● ARTICLE
Volume 45 Number 07
                    Produced: Sat Oct  2 22:47:29 EDT 2004

Subjects Discussed In This Issue: 

Aleinu after Mincha (4)
         [Menashe Elyashiv, Akiva Miller, David Ziants, Edward Black]
Bracha on tornados etc.
Coconuts on the Table
         [Carl Singer]
         [Martin Stern]
High Holiday Services
         [Ira L. Jacobson]
Machines that vend liquids
         [Carl Singer]
Matnas Yad (2)
         [Mordechai, Phillip Minden]
Molad Zokon Tidrosh
         [Elozor Reich]


From: Menashe Elyashiv <elyashm@...>
Date: Tue, 28 Sep 2004 09:41:46 +0200 (IST)
Subject: Aleinu after Mincha

I found a few minhagim:

1) Aleinu is said after the 3 main prayers, on a Musaf day it is delayed
until the end of Musaf.

2) Aleinu is said only after a Shema prayer i.e. Shaharit and Arvit, to
show the difference between us and them - this is the Yemanite baladi

3) If Arvit follows Minha, Aleinu is not said after Minha (maybe that is
the reason for the 2 minhagim for the evening LeDavid Hashem Ori). this
is the practice in most places. However, the Ari holds that one says
Aleinu 3 times a day, so in Mihag Sefard even in a Minha straight Arvit,
Aleinu is said twice.

● PROBLEMS AND TASKS
**a)** Based on the digest, say whether each statement agrees with it, giving yes or no and quoting the deciding words: (i) On a Musaf day, Aleinu is held back until Musaf ends. (ii) Under the Yemenite baladi custom, Aleinu is said after Minha. (iii) The Ari holds that Aleinu is said twice a day.
**b)** Copy the digest word for word, from "I found a few" up to and including "is said twice.".
Rely on the digest alone, with no outside knowledge.

● INFORMATION SUPPLIED
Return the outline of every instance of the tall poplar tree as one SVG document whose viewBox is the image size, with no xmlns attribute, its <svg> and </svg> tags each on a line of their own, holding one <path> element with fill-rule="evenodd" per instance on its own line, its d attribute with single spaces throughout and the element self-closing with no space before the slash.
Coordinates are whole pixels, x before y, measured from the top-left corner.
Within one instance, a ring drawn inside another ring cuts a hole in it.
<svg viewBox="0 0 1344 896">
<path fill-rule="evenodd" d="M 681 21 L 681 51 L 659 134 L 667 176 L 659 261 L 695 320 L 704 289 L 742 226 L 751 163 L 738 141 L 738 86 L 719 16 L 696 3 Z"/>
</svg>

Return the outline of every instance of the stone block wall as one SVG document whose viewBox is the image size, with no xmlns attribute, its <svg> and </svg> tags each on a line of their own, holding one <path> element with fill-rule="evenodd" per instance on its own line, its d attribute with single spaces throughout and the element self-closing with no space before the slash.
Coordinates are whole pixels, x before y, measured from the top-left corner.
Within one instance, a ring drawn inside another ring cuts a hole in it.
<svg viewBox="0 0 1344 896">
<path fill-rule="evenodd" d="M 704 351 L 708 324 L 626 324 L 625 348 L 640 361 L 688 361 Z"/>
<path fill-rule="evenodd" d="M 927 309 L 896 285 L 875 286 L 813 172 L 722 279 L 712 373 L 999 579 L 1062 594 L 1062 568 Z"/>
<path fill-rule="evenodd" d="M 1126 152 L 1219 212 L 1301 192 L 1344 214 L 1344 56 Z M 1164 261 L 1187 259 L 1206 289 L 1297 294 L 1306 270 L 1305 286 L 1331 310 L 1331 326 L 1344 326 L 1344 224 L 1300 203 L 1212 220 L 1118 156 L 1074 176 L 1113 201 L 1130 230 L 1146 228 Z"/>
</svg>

● ANSWERS FOR THE TASKS
**a)**
(i) Yes: "on a Musaf day it is delayed until the end of Musaf"
(ii) No: "Aleinu is said only after a Shema prayer i.e. Shaharit and Arvit"
(iii) No: "the Ari holds that one says Aleinu 3 times a day"

**b)**
I found a few minhagim:

1) Aleinu is said after the 3 main prayers, on a Musaf day it is delayed
until the end of Musaf.

2) Aleinu is said only after a Shema prayer i.e. Shaharit and Arvit, to
show the difference between us and them - this is the Yemanite baladi

3) If Arvit follows Minha, Aleinu is not said after Minha (maybe that is
the reason for the 2 minhagim for the evening LeDavid Hashem Ori). this
is the practice in most places. However, the Ari holds that one says
Aleinu 3 times a day, so in Mihag Sefard even in a Minha straight Arvit,
Aleinu is said twice.